GIVEN INSTRUCTION
Print the range of lines that opens with the line containing "round headlight, and" and closes with the last line of the listing. Include both ends; print nothing more.

INPUT DATA
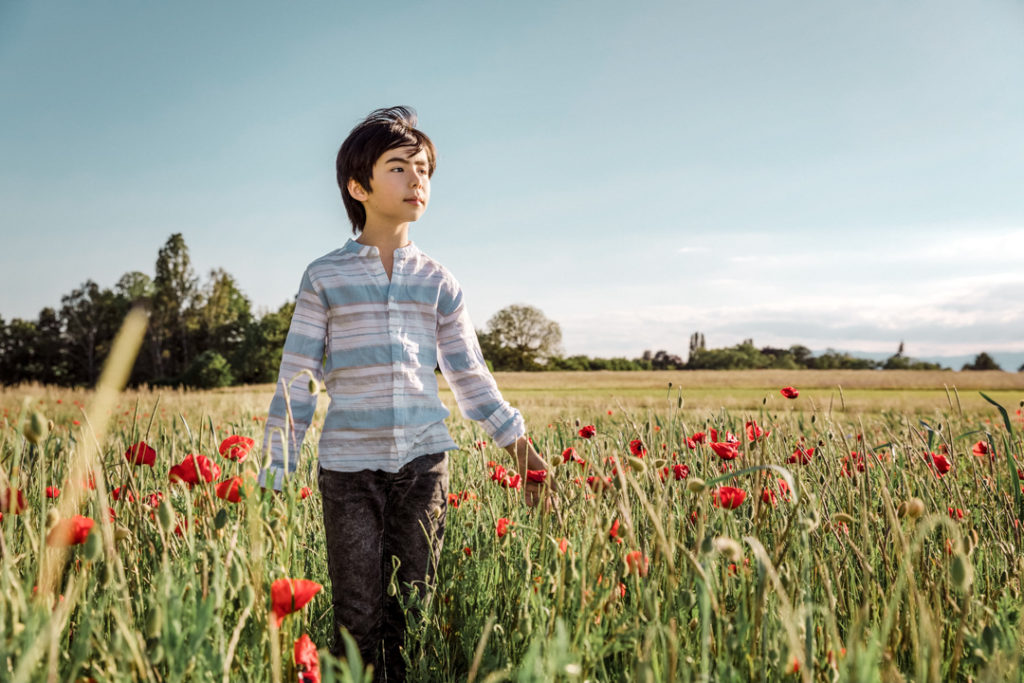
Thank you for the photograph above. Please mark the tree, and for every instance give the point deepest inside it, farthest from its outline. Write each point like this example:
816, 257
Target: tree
520, 337
982, 361
174, 291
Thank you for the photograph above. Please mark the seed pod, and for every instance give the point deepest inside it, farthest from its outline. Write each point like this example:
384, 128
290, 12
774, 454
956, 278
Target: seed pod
37, 428
961, 571
93, 546
165, 514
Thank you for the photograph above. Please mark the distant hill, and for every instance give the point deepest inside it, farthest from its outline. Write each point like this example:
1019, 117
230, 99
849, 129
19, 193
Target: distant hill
1009, 360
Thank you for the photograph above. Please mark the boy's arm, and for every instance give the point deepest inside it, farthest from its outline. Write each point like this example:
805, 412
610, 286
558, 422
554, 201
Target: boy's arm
303, 352
475, 390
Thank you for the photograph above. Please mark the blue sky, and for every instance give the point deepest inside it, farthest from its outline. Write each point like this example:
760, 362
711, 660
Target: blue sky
835, 174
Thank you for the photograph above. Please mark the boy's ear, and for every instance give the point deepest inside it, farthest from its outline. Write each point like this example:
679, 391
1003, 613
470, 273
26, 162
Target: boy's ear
356, 190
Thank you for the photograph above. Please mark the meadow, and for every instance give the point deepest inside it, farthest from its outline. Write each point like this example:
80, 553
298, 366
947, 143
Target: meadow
867, 529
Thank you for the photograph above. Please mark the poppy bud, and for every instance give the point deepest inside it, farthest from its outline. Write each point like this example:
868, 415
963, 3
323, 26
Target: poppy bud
93, 547
247, 595
961, 571
637, 464
729, 548
165, 514
37, 428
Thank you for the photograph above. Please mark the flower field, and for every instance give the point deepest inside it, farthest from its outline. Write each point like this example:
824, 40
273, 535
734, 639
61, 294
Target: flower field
777, 541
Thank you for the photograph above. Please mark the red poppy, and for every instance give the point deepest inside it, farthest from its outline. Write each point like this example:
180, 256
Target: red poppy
195, 469
291, 595
637, 562
140, 454
725, 451
307, 659
728, 497
11, 500
229, 489
116, 495
502, 527
537, 476
982, 449
236, 447
801, 456
940, 464
613, 531
70, 531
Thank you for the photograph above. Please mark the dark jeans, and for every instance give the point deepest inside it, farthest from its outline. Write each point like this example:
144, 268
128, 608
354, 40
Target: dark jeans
370, 516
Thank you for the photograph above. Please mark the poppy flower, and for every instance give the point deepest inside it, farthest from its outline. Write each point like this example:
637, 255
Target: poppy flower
725, 451
71, 531
637, 562
940, 464
291, 595
195, 469
801, 457
230, 489
11, 500
613, 531
236, 447
982, 449
307, 659
728, 497
502, 527
140, 454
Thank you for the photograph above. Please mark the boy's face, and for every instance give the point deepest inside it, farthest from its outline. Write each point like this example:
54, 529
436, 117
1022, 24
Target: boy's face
399, 186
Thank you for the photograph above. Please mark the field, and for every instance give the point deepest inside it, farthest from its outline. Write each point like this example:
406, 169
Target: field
893, 552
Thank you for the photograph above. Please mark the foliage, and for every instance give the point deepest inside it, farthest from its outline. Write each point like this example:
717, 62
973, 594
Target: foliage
865, 570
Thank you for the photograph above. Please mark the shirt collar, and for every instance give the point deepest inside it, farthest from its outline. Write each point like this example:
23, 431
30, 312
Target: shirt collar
353, 247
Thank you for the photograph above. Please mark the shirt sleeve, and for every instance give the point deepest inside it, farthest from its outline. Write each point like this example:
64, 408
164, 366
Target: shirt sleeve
463, 366
303, 351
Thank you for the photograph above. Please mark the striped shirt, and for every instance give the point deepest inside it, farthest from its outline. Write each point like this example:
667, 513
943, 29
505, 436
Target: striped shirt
375, 343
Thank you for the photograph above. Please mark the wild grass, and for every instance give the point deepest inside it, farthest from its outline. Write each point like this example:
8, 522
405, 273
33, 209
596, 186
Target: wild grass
859, 575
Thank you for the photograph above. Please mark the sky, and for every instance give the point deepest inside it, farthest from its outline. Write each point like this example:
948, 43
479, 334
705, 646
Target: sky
834, 174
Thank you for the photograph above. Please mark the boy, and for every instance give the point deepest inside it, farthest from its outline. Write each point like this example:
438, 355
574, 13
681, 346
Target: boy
373, 319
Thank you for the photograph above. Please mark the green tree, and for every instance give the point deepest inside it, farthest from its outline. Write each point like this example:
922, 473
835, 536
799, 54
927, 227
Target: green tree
520, 337
982, 361
174, 291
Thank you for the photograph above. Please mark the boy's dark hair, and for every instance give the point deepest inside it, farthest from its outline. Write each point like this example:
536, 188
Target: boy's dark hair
382, 130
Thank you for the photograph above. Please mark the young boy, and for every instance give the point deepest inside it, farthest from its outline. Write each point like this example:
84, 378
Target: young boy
373, 319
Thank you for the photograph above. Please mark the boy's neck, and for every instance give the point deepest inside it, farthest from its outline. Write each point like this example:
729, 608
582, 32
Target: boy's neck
385, 238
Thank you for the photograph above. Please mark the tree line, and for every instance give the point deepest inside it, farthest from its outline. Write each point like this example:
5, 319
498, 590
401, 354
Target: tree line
205, 334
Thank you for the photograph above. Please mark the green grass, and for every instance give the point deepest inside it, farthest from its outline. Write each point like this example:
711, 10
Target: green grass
839, 567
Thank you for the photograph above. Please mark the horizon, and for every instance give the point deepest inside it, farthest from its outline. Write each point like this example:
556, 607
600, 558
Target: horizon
819, 174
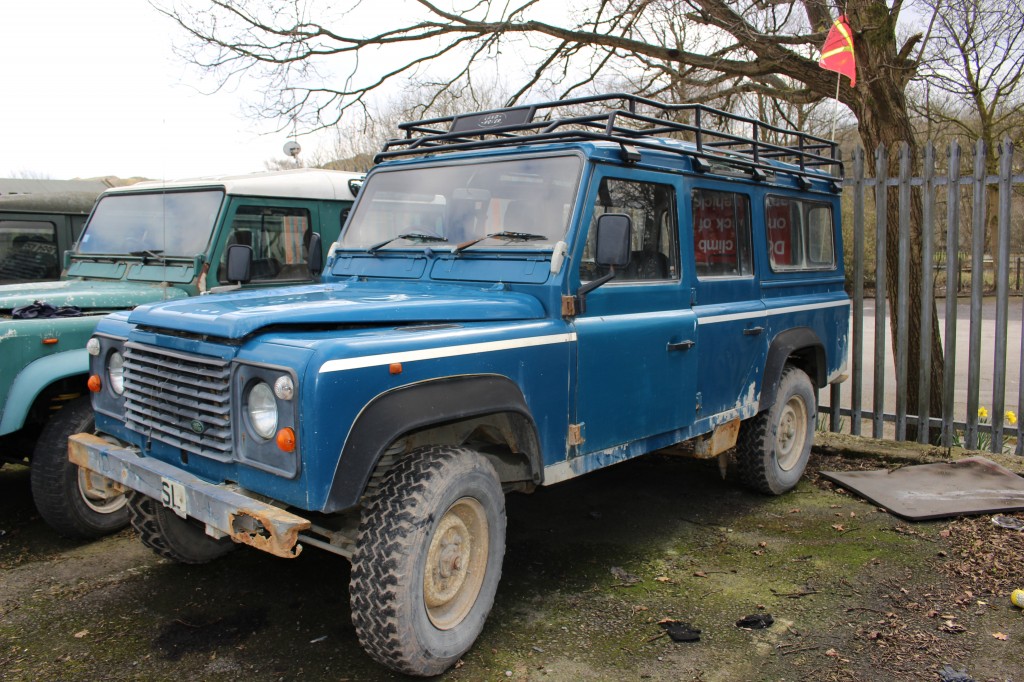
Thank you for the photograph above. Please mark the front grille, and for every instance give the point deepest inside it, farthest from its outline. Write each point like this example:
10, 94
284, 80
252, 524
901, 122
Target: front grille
179, 398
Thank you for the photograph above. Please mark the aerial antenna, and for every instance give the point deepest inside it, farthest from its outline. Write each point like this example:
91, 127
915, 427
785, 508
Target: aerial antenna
293, 148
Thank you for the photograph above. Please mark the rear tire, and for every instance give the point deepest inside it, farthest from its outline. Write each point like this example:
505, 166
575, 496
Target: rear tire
773, 446
172, 537
77, 503
428, 559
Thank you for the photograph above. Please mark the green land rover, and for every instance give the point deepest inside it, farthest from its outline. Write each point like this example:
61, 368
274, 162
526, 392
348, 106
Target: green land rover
144, 243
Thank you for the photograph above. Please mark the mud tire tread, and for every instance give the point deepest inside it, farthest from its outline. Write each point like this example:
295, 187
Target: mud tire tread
54, 478
171, 537
755, 457
388, 534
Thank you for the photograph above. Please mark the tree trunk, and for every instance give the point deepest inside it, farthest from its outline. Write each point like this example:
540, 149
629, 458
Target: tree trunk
880, 103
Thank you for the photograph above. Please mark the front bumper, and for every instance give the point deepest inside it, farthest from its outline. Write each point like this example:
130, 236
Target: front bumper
225, 510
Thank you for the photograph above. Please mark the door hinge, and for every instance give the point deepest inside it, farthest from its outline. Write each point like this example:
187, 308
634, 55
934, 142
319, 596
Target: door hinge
568, 306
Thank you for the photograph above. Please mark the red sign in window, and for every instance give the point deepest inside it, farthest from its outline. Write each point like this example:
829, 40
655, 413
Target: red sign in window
715, 220
779, 218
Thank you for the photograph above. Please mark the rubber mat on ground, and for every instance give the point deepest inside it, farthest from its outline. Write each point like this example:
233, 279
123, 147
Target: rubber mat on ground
973, 485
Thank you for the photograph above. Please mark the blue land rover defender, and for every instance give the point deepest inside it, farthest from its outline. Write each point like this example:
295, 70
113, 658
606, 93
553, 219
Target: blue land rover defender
519, 296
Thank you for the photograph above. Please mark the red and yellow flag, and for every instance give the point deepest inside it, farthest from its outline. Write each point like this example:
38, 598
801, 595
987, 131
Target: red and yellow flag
837, 54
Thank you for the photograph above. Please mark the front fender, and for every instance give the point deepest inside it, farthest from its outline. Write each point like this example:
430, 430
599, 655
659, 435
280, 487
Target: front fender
415, 407
34, 379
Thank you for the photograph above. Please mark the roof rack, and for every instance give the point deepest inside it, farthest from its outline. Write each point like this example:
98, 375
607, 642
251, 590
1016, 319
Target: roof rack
632, 122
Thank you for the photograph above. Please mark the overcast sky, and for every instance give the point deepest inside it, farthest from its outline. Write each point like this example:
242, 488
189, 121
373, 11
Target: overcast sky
91, 88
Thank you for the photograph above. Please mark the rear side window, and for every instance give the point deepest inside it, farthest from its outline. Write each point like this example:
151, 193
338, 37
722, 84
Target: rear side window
721, 233
28, 251
800, 235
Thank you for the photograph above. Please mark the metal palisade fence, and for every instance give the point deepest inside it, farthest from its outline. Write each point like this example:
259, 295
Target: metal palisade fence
972, 249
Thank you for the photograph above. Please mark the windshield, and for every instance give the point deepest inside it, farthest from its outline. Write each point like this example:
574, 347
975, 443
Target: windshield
445, 206
168, 223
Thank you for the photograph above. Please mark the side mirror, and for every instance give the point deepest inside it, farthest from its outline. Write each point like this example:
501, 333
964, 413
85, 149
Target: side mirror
240, 263
613, 237
315, 250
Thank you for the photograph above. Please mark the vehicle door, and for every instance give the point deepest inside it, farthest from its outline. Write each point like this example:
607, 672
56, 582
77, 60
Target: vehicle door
635, 367
276, 230
731, 318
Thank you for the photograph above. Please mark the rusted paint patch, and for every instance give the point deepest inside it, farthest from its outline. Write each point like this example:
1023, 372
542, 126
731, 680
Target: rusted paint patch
722, 438
272, 530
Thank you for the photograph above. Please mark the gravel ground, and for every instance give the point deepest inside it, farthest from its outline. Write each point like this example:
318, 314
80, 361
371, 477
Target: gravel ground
595, 569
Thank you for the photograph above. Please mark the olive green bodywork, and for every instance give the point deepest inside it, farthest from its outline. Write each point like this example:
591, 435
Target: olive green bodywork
43, 361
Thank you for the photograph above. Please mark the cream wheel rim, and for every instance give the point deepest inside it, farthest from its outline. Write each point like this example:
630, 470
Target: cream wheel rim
457, 561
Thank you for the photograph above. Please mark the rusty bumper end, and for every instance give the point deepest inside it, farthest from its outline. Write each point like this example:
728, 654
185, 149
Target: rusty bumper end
225, 510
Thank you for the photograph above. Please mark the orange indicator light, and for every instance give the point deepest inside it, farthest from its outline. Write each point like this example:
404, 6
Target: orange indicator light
286, 439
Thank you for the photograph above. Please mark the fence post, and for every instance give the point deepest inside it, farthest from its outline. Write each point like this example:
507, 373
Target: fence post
881, 206
1001, 296
952, 264
927, 295
857, 369
977, 285
903, 287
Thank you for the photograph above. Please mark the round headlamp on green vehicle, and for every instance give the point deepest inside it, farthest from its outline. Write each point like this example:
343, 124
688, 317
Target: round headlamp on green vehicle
261, 407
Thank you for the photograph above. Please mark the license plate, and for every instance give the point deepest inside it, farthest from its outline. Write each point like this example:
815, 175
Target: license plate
172, 494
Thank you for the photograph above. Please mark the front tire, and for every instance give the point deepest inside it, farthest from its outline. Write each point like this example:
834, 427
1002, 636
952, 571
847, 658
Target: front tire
428, 559
77, 503
773, 446
172, 537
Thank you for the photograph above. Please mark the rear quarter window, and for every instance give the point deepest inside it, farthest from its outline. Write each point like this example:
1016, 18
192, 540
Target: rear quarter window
28, 251
799, 233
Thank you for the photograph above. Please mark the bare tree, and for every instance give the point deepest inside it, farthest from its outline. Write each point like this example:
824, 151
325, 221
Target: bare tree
971, 76
680, 50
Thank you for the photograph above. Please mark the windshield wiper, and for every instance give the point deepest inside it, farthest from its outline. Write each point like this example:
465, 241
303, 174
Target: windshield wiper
509, 237
412, 237
147, 254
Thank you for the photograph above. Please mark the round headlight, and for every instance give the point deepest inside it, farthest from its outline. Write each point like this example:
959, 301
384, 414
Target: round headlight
284, 388
262, 409
116, 372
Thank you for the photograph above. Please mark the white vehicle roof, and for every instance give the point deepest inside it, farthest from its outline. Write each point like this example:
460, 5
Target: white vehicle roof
296, 183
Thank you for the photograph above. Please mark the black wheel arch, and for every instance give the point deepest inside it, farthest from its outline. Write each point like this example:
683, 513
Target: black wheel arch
799, 346
416, 407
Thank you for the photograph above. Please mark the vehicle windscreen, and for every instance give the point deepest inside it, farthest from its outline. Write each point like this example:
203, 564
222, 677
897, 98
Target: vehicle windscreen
524, 203
175, 223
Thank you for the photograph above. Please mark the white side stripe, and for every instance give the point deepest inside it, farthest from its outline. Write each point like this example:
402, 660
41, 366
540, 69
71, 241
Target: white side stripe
444, 351
711, 320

ANSWER TO THIS EXERCISE
Thank you for the photograph above. Please mark the round headlight, and for every instance give the point deepest inside it, farthest from its outline. Write each point like this example:
959, 301
384, 414
Target: round headlight
284, 388
262, 409
116, 372
Thank you for the photograph above. Please mark the white vehicle roof, and for every instance give the point deepest inside it, farthest from its outline. Write each point like this example:
460, 5
Target: white vehicle roof
296, 183
Thank you for the photograph above. Please mark the black wheel arch, and for every instance give the point deepest inside it, farthest from its outline. Write each point like this example:
683, 513
Target: black wheel arch
799, 346
416, 407
Thank you for the photograph above. Please mark the vehicle windscreen, and for every instance give the point deepest inside it, farthest from its outline. Write each point like this example:
203, 564
222, 677
897, 98
Target: vehicle windscreen
524, 203
175, 223
Thank you for the photograph above. Please mark the white side stripe, and for every instance give the point deepest inside it, farthest from its outline. Write each point like this example:
402, 660
41, 366
540, 69
71, 241
Target: white side stripe
444, 351
711, 320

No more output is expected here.